___ Information supplied

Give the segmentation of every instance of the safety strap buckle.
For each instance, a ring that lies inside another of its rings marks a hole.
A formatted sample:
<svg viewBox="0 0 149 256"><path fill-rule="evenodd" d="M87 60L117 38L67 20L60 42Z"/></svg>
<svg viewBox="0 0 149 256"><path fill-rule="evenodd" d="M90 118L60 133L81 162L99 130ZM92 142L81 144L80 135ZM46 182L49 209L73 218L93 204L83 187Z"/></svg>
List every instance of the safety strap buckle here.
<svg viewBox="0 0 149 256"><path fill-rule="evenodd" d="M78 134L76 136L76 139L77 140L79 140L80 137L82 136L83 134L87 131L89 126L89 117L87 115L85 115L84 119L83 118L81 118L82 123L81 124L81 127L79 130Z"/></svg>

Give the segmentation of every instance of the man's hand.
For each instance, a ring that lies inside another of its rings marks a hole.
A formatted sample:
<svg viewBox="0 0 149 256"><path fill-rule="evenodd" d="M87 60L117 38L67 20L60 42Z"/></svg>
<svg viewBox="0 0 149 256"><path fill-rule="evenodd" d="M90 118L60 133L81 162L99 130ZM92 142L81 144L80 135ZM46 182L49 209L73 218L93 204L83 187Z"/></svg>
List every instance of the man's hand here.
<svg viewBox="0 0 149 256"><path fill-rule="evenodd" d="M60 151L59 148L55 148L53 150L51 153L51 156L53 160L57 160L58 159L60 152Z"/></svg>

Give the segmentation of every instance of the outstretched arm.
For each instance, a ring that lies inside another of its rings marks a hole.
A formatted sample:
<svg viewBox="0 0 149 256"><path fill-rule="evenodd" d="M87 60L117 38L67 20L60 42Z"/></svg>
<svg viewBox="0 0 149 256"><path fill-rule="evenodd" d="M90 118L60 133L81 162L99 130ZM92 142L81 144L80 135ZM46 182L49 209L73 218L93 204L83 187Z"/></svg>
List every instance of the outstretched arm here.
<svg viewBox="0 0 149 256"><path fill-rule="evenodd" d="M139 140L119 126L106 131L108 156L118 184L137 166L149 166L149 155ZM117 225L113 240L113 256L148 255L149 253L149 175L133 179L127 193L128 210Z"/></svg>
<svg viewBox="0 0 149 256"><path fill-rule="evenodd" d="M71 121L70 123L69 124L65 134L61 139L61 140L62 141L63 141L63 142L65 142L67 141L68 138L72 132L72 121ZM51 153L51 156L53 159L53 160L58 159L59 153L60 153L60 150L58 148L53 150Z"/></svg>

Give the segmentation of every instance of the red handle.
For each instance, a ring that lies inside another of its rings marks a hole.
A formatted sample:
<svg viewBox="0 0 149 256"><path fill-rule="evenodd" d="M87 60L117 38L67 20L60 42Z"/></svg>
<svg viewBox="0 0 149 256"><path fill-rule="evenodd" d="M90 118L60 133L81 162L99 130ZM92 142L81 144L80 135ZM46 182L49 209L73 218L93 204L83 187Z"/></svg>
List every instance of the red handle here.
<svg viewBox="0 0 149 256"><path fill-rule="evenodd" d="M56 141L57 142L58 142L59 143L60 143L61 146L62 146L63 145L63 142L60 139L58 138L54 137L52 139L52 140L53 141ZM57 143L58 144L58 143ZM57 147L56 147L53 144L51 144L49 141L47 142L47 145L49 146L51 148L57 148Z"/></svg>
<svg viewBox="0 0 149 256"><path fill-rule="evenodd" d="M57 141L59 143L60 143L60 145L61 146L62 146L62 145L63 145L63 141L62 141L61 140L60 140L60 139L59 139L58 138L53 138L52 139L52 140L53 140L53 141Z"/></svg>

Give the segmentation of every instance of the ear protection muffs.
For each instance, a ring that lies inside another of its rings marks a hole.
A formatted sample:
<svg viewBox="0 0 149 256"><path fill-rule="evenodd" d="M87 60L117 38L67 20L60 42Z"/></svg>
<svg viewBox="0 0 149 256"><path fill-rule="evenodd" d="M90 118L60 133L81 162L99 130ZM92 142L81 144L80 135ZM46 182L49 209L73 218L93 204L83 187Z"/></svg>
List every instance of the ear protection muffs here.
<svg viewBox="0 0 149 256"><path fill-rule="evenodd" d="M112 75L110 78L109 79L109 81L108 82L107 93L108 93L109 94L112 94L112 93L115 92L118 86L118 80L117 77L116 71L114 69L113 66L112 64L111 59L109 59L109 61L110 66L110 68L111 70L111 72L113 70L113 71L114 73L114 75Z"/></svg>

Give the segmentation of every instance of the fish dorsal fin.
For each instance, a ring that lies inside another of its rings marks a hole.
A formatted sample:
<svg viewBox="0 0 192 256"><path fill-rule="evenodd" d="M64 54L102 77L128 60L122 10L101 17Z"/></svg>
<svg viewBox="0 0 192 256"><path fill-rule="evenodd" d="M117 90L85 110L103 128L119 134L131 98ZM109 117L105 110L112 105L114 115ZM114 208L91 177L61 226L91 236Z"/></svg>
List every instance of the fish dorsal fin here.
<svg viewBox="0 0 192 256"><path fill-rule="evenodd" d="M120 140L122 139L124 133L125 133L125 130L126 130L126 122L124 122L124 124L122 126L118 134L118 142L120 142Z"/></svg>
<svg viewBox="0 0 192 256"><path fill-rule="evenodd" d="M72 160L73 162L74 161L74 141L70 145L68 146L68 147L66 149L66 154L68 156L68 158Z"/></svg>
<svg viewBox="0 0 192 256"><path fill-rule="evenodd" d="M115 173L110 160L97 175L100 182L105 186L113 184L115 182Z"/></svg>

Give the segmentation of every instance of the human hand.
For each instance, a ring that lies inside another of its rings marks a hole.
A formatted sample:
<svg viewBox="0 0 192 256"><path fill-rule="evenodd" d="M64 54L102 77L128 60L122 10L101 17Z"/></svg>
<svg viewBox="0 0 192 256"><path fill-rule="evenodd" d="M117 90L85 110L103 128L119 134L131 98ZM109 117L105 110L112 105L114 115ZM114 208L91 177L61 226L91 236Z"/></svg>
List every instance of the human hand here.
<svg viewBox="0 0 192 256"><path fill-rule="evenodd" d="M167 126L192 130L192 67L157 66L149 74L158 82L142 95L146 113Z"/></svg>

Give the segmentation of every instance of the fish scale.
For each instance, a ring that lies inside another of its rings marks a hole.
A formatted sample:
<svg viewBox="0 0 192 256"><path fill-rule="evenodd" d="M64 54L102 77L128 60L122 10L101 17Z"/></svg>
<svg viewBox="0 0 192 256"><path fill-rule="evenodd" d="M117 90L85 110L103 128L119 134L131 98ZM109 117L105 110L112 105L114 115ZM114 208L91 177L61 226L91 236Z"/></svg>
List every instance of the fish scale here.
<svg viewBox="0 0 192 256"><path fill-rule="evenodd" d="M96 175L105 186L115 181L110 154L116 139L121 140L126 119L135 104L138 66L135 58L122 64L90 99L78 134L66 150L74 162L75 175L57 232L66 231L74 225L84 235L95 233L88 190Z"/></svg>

______

▸ **Request**
Swap "formatted sample" for "sample layout" everywhere it occurs in the records, and write out all the records again with nothing else changed.

▸ **Result below**
Give the segmentation of every instance of the safety strap buckle.
For each instance, a ring that lies inside another of its rings marks a hole.
A sample layout:
<svg viewBox="0 0 149 256"><path fill-rule="evenodd" d="M87 60L117 38L67 20L60 42Z"/></svg>
<svg viewBox="0 0 149 256"><path fill-rule="evenodd" d="M90 118L60 133L81 162L99 130ZM92 142L81 144L80 135ZM46 182L49 209L73 218L93 204L83 187Z"/></svg>
List every instance of the safety strap buckle here.
<svg viewBox="0 0 149 256"><path fill-rule="evenodd" d="M78 134L76 136L76 139L77 140L79 140L80 137L82 136L83 134L87 131L89 126L89 117L87 115L85 115L84 119L83 118L81 118L82 123L81 124L81 127L79 130Z"/></svg>

Give the segmentation of every instance of the man's hand.
For each instance, a ring that lies inside another of its rings marks a hole.
A sample layout:
<svg viewBox="0 0 149 256"><path fill-rule="evenodd" d="M87 60L117 38L67 20L60 42Z"/></svg>
<svg viewBox="0 0 149 256"><path fill-rule="evenodd" d="M90 118L60 133L81 162L99 130ZM92 142L81 144L80 135ZM46 182L49 209L73 218L93 204L83 187Z"/></svg>
List every instance of the man's hand here.
<svg viewBox="0 0 149 256"><path fill-rule="evenodd" d="M60 151L59 148L55 148L53 150L51 153L51 156L53 160L57 160L58 159L60 152Z"/></svg>

Give the segmentation of every instance of the outstretched arm.
For each instance, a ring that lies inside another of its rings marks a hole.
A sample layout:
<svg viewBox="0 0 149 256"><path fill-rule="evenodd" d="M87 60L117 38L67 20L60 42Z"/></svg>
<svg viewBox="0 0 149 256"><path fill-rule="evenodd" d="M90 118L60 133L81 162L99 130ZM92 142L81 144L80 135ZM46 182L49 209L73 218L93 204L83 187Z"/></svg>
List every instance of the outstretched arm here.
<svg viewBox="0 0 149 256"><path fill-rule="evenodd" d="M139 140L119 126L106 131L108 156L118 184L137 166L149 166L149 155ZM117 225L113 240L113 256L148 255L149 253L149 175L133 179L127 193L128 210Z"/></svg>
<svg viewBox="0 0 149 256"><path fill-rule="evenodd" d="M71 121L70 123L69 124L65 134L61 139L61 140L62 141L63 141L63 142L65 142L67 141L68 138L72 132L72 121ZM51 153L51 156L53 159L53 160L58 159L59 153L60 153L60 150L58 148L53 150Z"/></svg>

Give the segmentation of every instance of the red handle.
For each instance, a ring that lies inside another of its rings marks a hole.
A sample layout:
<svg viewBox="0 0 149 256"><path fill-rule="evenodd" d="M87 60L117 38L67 20L60 42Z"/></svg>
<svg viewBox="0 0 149 256"><path fill-rule="evenodd" d="M90 118L60 133L81 162L99 130ZM92 142L81 144L80 135ZM46 182L49 209L73 218L93 204L83 187Z"/></svg>
List every instance of the red handle here.
<svg viewBox="0 0 149 256"><path fill-rule="evenodd" d="M56 141L57 142L58 142L59 143L60 143L61 146L62 146L63 145L63 142L60 139L58 138L54 137L52 139L52 140L53 141ZM57 143L58 144L58 143ZM57 147L56 147L53 144L51 144L49 141L47 142L47 145L49 146L51 148L57 148Z"/></svg>
<svg viewBox="0 0 149 256"><path fill-rule="evenodd" d="M57 141L59 143L60 143L60 145L61 146L62 146L62 145L63 145L63 141L62 141L61 140L60 140L60 139L59 139L58 138L53 138L52 139L52 140L53 140L53 141Z"/></svg>

Give the segmentation of every instance of the ear protection muffs.
For each instance, a ring that lies inside another of its rings marks a hole.
A sample layout:
<svg viewBox="0 0 149 256"><path fill-rule="evenodd" d="M87 60L117 38L67 20L60 42Z"/></svg>
<svg viewBox="0 0 149 256"><path fill-rule="evenodd" d="M90 118L60 133L81 162L99 130ZM92 142L81 144L80 135ZM46 182L49 209L73 218L93 204L83 187Z"/></svg>
List every instance of the ear protection muffs here.
<svg viewBox="0 0 149 256"><path fill-rule="evenodd" d="M112 75L110 78L109 79L109 81L108 82L107 93L108 93L109 94L112 94L112 93L115 92L118 86L118 80L117 77L116 71L114 69L113 66L112 64L111 59L109 59L109 61L110 66L110 68L111 70L111 72L113 70L113 71L114 73L114 75Z"/></svg>

Give the segmentation of every instance of the fish dorsal fin.
For each instance, a ring that lies inside another of its rings marks a hole.
A sample layout:
<svg viewBox="0 0 192 256"><path fill-rule="evenodd" d="M64 54L102 77L128 60L122 10L101 17Z"/></svg>
<svg viewBox="0 0 192 256"><path fill-rule="evenodd" d="M117 90L85 110L103 128L119 134L131 98ZM109 117L105 110L112 105L114 115ZM114 208L91 177L61 226L91 236Z"/></svg>
List every instance of the fish dorsal fin here.
<svg viewBox="0 0 192 256"><path fill-rule="evenodd" d="M120 140L122 139L124 133L125 133L125 130L126 130L126 122L124 122L124 124L122 126L118 134L118 142L120 142Z"/></svg>
<svg viewBox="0 0 192 256"><path fill-rule="evenodd" d="M72 160L73 162L74 161L74 141L70 145L68 146L68 147L66 149L66 154L68 156L68 158Z"/></svg>
<svg viewBox="0 0 192 256"><path fill-rule="evenodd" d="M115 173L110 160L97 175L100 182L105 186L113 184L115 182Z"/></svg>

Give the segmentation of every instance of the human hand.
For each instance, a ring that lies inside another of its rings marks a hole.
A sample layout:
<svg viewBox="0 0 192 256"><path fill-rule="evenodd" d="M64 54L102 77L128 60L122 10L101 17Z"/></svg>
<svg viewBox="0 0 192 256"><path fill-rule="evenodd" d="M117 90L85 110L103 128L119 134L131 98ZM109 117L105 110L112 105L114 115ZM114 208L91 177L61 226L91 236Z"/></svg>
List every instance of the human hand here.
<svg viewBox="0 0 192 256"><path fill-rule="evenodd" d="M167 126L192 130L192 67L157 66L149 74L158 82L142 95L146 113Z"/></svg>

Give the segmentation of every instance of the fish scale.
For each instance, a ring that lies inside another of its rings marks a hole.
A sample layout:
<svg viewBox="0 0 192 256"><path fill-rule="evenodd" d="M64 54L102 77L128 60L122 10L101 17Z"/></svg>
<svg viewBox="0 0 192 256"><path fill-rule="evenodd" d="M117 90L85 110L103 128L119 134L131 98ZM109 117L105 110L112 105L114 115ZM114 208L91 177L61 226L91 236Z"/></svg>
List every instance of the fish scale here.
<svg viewBox="0 0 192 256"><path fill-rule="evenodd" d="M96 175L105 186L115 181L110 154L116 139L121 140L126 119L135 104L138 66L135 58L122 64L90 99L78 134L66 150L74 162L75 175L57 232L66 231L74 225L84 235L95 233L88 190Z"/></svg>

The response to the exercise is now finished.